─── Selected excerpt ───

BOCHUM, Germany — People who have experienced traumatic events may develop a lasting fear response that hinders their quality of life. The messaging chemical serotonin plays a key role in how fear and anxiety develop. However, German researchers are now using this information to help people “learn” to become fearless.
This long-lasting fear response, more commonly referred to as post-traumatic stress disorder (PTSD), requires significant effort from the ones who have the condition to “unlearn” their deep fears. Often, environmental stimuli that ends up becoming overwhelming or anxiety-inducing triggers this traumatic mental state. As a result, scientists have begun to shift their focus to extinction learning, which describes the decrease in a learned behavior in response to an external stimulus.
To explore serotonin’s possible role in helping with this, a team from Ruhr University Bochum used genetically-engineered mice that were missing a serotonin receptor, called the 5-HT2C receptor. Within a day, the mice learned to associate a specific sound with an unpleasant stimulus.
“As a result of this learning process, on the following day they showed a fear response that was characterized by a motionless pause as soon as the tone was played, which we refer to as ‘freezing,’” explains Katharina Spoida in a university release.
After this, the researchers repeatedly played the sound for the mice without responding with the fear-inducing electrical stimulus.
“Interestingly, we noticed that knock-out mice learned much faster that the tone does not predict the fear stimulus than mice who lacked this specific genetic modification,” says Katharina Spoida. “Consequently, it looks like the absence of the serotonin receptor provides an advantage for extinction learning.”
The findings could improve antidepressant drugs
The researchers then explored these findings in more depth. In doing so, they found that the mice experienced changes in neuronal activity in two different parts of the brain, the dorsal raphe nucleus (DRN) and bed nucleus of the stria terminalis (BNST). Scientists consider the DRN the main area for serotonin production and the BNST is part of the extended amygdala, which is responsible for emotional processing in response to stimuli.
“In the knock-out mice, we first found an increased basal activity in certain serotonin-producing cells of the dorsal raphe nucleus. In a subsequent step, we showed that the absence of the receptor also alters neuronal activity in two subnuclei of the BNST, which ultimately supports extinction learning,” describes first author Sandra Süß.
These findings suggest that a significant relationship may exist between these two areas, helping to improve extinction learning outcomes. The work may also open doors for better understanding how selective serotonin reuptake inhibitors (SSRIs), a specific class of antidepressant drugs, affect these brain regions.
“Taking these drugs over a prolonged period of time causes the relevant receptor to become less responsive to serotonin, similar to our knock-out model. Therefore, we assume that the changes we’ve described could be essential for the positive effect of SSRIs,” adds Süß.
The findings are published in the journal Translational Psychiatry.

─── Listed entries ───

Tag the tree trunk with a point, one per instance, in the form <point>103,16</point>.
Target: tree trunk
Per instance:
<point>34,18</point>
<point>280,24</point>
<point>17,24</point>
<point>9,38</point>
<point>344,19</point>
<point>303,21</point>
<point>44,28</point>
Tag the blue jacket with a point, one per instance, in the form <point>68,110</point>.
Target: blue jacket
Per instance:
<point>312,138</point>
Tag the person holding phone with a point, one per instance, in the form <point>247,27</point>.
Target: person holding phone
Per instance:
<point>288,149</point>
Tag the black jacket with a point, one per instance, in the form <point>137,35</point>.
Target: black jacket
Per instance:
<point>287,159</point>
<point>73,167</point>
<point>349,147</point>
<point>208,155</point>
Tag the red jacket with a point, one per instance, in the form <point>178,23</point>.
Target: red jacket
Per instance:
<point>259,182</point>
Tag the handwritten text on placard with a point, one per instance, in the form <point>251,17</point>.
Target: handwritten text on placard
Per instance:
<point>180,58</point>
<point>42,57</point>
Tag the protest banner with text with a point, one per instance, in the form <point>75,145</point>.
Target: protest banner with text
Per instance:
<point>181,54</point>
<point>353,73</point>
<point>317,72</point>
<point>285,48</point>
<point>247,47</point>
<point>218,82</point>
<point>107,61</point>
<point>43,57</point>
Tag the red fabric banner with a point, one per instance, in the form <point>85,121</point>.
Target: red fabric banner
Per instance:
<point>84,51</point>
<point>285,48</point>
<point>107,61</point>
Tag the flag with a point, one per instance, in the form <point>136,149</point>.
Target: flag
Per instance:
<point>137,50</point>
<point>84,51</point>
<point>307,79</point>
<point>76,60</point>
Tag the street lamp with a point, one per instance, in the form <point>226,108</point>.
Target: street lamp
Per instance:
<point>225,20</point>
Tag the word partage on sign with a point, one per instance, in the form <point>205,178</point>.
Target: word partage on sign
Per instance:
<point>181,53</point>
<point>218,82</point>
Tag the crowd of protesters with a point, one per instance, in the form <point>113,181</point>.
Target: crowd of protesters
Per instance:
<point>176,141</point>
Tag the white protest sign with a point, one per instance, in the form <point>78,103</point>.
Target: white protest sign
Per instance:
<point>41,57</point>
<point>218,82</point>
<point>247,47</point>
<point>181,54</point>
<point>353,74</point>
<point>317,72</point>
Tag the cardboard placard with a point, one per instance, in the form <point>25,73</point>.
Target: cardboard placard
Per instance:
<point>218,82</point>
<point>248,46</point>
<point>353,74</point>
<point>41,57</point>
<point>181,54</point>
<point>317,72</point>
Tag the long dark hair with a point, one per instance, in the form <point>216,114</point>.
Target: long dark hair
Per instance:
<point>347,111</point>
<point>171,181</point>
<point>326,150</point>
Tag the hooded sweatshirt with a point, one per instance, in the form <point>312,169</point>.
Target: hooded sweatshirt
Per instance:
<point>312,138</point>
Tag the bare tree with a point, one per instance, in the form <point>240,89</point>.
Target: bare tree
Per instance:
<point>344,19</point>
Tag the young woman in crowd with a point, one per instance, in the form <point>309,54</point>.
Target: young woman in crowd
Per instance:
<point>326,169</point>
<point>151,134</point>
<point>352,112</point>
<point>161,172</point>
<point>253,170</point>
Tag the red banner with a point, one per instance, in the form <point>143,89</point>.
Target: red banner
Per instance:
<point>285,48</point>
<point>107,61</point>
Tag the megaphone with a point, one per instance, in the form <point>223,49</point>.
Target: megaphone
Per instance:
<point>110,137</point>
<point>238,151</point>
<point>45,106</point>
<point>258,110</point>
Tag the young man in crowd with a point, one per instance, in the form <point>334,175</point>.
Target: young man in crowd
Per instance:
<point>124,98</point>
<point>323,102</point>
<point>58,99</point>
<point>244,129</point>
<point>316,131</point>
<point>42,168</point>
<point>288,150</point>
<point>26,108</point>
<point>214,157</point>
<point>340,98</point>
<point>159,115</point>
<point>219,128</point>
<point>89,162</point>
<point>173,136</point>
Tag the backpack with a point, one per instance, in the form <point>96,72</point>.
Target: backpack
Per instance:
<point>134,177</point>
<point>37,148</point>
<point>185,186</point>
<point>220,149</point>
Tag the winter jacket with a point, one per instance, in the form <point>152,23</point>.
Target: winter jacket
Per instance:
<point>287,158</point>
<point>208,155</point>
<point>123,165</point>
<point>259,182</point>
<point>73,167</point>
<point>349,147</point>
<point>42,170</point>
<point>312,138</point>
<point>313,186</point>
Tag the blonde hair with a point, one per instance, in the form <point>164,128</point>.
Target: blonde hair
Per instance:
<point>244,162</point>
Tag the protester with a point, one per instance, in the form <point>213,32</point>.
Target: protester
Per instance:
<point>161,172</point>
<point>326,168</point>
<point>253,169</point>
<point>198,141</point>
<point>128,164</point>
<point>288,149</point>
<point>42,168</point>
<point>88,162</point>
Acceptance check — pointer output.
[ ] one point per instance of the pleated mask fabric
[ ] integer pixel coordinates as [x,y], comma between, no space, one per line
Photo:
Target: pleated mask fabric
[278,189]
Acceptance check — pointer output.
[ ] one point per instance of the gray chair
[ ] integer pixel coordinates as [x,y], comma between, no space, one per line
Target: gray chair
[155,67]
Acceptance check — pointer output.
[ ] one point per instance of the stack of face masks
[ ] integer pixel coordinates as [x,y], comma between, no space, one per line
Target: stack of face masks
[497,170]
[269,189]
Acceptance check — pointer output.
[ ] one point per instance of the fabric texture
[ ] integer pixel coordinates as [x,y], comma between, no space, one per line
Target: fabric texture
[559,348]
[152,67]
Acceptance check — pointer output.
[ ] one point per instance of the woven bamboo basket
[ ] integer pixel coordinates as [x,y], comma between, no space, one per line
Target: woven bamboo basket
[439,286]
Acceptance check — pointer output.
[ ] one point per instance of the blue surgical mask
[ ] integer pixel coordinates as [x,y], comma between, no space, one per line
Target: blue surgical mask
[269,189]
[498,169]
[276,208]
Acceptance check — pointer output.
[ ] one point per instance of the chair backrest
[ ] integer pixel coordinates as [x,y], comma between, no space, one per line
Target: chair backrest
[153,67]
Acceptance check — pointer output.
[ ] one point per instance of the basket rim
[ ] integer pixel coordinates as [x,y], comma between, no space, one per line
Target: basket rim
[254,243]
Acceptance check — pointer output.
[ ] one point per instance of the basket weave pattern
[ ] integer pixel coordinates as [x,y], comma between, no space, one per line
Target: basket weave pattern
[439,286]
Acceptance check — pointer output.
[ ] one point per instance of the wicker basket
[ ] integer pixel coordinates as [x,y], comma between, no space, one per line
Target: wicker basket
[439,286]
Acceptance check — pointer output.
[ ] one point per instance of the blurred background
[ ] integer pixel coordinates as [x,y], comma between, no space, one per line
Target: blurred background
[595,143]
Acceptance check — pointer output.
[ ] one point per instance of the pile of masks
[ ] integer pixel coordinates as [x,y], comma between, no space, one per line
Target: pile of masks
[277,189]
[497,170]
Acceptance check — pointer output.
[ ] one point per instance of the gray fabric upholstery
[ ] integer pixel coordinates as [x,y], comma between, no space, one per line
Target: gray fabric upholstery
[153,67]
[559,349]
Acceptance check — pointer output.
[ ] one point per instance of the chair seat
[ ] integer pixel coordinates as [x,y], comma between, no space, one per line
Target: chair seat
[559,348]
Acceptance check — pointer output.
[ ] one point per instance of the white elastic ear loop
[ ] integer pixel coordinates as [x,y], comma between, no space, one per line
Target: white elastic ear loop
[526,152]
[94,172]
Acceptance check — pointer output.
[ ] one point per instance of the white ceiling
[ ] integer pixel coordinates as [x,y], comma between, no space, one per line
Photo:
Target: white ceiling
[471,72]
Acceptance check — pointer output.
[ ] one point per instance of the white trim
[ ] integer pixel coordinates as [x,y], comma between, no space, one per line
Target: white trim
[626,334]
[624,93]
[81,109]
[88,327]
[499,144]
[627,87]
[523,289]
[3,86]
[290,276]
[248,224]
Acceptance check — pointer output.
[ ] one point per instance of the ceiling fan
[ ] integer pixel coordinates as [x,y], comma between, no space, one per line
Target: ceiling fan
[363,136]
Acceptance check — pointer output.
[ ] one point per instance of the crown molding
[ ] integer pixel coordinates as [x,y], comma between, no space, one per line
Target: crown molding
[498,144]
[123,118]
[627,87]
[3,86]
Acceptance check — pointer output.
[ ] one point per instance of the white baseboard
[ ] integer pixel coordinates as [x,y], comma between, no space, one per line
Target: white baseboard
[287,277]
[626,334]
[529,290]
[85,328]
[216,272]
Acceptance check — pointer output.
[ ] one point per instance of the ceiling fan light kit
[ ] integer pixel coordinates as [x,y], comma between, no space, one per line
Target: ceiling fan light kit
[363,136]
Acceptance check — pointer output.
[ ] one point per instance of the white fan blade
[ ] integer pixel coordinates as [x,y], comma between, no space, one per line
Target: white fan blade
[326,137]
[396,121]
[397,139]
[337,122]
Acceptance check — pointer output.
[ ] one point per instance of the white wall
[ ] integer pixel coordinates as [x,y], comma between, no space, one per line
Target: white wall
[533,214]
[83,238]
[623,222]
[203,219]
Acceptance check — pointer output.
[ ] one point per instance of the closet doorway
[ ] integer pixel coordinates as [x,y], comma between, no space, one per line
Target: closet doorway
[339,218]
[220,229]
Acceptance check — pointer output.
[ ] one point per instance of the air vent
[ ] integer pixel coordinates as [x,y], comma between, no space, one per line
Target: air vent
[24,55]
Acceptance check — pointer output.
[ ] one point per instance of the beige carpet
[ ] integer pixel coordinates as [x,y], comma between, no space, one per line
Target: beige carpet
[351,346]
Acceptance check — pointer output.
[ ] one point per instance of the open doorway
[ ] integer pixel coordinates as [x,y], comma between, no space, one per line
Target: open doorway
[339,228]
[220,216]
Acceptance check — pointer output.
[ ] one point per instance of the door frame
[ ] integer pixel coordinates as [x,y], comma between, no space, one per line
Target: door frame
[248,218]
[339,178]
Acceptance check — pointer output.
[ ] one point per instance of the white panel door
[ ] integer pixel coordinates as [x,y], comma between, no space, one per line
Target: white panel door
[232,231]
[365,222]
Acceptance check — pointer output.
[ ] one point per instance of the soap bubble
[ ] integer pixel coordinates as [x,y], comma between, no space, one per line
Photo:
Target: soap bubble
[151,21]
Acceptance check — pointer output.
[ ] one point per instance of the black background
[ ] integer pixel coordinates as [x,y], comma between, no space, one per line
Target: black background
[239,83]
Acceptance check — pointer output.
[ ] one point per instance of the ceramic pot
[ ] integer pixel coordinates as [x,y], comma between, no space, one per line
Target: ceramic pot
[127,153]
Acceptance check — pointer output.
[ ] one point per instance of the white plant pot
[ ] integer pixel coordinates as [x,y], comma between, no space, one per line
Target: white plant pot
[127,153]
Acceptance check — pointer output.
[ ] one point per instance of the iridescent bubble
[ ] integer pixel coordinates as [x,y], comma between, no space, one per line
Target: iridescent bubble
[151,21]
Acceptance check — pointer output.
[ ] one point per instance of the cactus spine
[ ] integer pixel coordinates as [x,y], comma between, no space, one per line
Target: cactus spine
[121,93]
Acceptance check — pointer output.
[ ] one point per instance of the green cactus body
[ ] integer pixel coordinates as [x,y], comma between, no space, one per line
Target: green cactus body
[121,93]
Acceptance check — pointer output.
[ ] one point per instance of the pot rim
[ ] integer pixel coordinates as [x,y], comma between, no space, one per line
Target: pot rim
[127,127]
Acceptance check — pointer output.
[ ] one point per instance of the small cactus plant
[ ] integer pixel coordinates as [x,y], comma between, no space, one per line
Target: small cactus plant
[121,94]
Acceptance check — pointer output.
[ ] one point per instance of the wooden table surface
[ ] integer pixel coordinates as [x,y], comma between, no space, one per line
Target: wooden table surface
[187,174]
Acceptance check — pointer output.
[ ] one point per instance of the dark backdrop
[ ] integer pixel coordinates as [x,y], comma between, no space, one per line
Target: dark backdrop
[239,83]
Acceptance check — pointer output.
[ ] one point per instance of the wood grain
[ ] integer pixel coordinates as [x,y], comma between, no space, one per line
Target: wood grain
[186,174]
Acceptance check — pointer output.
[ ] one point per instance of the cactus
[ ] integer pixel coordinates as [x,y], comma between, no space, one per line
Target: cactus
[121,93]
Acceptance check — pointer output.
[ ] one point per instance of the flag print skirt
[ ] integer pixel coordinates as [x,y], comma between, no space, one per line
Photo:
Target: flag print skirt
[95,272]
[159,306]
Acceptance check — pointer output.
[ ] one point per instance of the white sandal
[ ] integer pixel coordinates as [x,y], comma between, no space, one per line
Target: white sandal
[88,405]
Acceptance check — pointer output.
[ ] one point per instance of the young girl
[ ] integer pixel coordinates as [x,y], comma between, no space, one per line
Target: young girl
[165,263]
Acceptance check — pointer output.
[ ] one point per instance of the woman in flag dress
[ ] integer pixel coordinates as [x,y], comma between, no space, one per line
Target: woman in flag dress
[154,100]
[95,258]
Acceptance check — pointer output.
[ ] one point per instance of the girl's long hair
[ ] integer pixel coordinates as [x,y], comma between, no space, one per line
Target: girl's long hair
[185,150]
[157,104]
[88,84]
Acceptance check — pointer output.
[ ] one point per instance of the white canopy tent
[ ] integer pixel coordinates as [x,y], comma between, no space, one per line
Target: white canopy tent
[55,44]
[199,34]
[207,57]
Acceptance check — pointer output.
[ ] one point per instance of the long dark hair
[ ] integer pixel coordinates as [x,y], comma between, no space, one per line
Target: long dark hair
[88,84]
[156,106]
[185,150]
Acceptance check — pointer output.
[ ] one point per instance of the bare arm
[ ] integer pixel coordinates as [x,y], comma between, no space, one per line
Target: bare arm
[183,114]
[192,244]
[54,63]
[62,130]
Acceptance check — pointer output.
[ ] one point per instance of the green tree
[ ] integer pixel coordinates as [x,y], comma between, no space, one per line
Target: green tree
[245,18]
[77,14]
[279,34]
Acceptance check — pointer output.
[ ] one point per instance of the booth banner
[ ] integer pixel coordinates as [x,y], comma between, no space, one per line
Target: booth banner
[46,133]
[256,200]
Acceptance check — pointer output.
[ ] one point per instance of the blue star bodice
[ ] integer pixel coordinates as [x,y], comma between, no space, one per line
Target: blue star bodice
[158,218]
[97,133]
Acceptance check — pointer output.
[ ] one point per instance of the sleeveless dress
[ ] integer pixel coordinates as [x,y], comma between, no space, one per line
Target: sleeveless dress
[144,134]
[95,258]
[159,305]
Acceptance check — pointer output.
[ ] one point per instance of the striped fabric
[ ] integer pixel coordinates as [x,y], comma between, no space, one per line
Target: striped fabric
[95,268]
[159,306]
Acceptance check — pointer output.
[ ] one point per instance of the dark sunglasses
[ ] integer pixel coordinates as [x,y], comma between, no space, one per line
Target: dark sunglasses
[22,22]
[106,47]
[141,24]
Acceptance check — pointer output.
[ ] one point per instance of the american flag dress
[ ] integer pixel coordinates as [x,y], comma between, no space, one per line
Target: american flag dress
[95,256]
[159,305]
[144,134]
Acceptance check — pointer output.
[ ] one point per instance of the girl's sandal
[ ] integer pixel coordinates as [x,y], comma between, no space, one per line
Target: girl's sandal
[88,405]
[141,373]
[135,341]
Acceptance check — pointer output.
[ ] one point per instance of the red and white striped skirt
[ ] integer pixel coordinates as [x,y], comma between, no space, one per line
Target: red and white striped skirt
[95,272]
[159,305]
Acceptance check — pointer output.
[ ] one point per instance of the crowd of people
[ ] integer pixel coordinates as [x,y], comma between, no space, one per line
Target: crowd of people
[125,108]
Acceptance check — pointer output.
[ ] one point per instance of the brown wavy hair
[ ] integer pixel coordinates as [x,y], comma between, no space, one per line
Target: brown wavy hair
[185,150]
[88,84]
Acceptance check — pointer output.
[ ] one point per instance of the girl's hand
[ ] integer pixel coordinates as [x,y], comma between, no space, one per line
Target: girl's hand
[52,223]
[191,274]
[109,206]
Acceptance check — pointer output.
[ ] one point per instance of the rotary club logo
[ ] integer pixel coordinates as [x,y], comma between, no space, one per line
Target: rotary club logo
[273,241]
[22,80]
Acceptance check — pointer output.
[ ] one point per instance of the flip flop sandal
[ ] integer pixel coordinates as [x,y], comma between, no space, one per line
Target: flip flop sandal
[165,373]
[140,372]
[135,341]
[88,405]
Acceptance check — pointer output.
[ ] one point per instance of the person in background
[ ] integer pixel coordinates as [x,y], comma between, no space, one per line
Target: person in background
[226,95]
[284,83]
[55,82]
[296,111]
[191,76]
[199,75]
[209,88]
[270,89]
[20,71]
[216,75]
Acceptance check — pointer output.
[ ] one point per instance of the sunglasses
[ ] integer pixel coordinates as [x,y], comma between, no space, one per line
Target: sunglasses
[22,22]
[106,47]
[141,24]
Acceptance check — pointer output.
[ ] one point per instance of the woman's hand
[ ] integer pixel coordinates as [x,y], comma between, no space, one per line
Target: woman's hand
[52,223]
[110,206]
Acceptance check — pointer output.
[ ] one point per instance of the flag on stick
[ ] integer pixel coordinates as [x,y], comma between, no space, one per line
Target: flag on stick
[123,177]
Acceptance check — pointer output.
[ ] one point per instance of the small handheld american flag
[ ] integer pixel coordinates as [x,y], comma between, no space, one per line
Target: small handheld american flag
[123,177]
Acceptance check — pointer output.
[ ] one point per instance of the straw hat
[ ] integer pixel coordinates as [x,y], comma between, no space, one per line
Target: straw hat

───

**Aim of the task**
Revise the serotonin article by giving everything from "These findings suggest" down to "journal Translational Psychiatry." again, with "prolonged" swapped for "extended". The material above comes from a separate source.

**Response area**
These findings suggest that a significant relationship may exist between these two areas, helping to improve extinction learning outcomes. The work may also open doors for better understanding how selective serotonin reuptake inhibitors (SSRIs), a specific class of antidepressant drugs, affect these brain regions.
“Taking these drugs over a extended period of time causes the relevant receptor to become less responsive to serotonin, similar to our knock-out model. Therefore, we assume that the changes we’ve described could be essential for the positive effect of SSRIs,” adds Süß.
The findings are published in the journal Translational Psychiatry.